文書抜粋:
+++++

東京・六本木の国立新美術館にて、9月17日より「ブルガリ カレイドス 色彩・文化・技巧」が開催されます(主催:国立新美術館、ブルガリ|後援:イタリア大使館)。
ブルガリとして日本における過去最大規模の展覧会であり、珠玉のジュエリーやアート作品・インスタレーションなどで構成される会場の空間デザインを、ブルガリと、妹島和世と西沢立衛が主宰する建築家ユニット・SANAA(サナア)、そしてイタリアのデザインユニット・FormaFantasma(フォルマファンタズマ)が協働して手がけます。こちらも注目です。

+++++

提供データ:
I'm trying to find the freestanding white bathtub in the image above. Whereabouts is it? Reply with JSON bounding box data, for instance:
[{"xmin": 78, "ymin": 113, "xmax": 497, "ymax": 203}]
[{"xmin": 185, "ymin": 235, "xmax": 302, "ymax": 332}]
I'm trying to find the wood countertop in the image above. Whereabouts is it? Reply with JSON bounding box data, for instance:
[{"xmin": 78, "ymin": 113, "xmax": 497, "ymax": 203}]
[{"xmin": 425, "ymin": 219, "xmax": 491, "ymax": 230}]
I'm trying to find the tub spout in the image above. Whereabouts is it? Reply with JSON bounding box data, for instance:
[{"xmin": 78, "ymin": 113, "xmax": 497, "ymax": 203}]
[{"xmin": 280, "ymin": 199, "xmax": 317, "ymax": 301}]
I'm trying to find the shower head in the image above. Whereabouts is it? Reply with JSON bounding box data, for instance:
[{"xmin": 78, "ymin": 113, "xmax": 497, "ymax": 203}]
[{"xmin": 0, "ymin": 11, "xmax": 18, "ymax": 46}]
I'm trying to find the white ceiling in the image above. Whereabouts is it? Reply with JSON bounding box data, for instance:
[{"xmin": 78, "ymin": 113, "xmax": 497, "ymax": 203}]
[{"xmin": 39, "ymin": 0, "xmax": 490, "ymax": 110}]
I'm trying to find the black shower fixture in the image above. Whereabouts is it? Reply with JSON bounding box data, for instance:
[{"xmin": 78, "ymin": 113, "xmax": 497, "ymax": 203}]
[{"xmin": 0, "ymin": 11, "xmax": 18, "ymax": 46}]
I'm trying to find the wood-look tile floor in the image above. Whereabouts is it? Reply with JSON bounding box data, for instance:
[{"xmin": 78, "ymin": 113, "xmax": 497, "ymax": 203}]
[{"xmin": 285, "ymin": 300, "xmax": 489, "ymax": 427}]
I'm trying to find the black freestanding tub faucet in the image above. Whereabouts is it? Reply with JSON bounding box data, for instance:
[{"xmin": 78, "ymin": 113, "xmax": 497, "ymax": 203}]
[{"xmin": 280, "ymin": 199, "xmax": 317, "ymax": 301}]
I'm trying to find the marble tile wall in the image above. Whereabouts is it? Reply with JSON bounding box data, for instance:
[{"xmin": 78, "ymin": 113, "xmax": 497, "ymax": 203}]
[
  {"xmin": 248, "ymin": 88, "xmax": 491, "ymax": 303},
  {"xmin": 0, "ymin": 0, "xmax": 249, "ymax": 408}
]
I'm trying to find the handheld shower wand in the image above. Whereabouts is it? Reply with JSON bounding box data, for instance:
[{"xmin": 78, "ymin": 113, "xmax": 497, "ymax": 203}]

+++++

要件: 文書抜粋のうち「ブルガリとして日本における過」から始まり「がけます。こちらも注目です。」まで続く部分を、「最大規模」を「最大級」に差し替えて書き直してください。

解答:
ブルガリとして日本における過去最大級の展覧会であり、珠玉のジュエリーやアート作品・インスタレーションなどで構成される会場の空間デザインを、ブルガリと、妹島和世と西沢立衛が主宰する建築家ユニット・SANAA(サナア)、そしてイタリアのデザインユニット・FormaFantasma(フォルマファンタズマ)が協働して手がけます。こちらも注目です。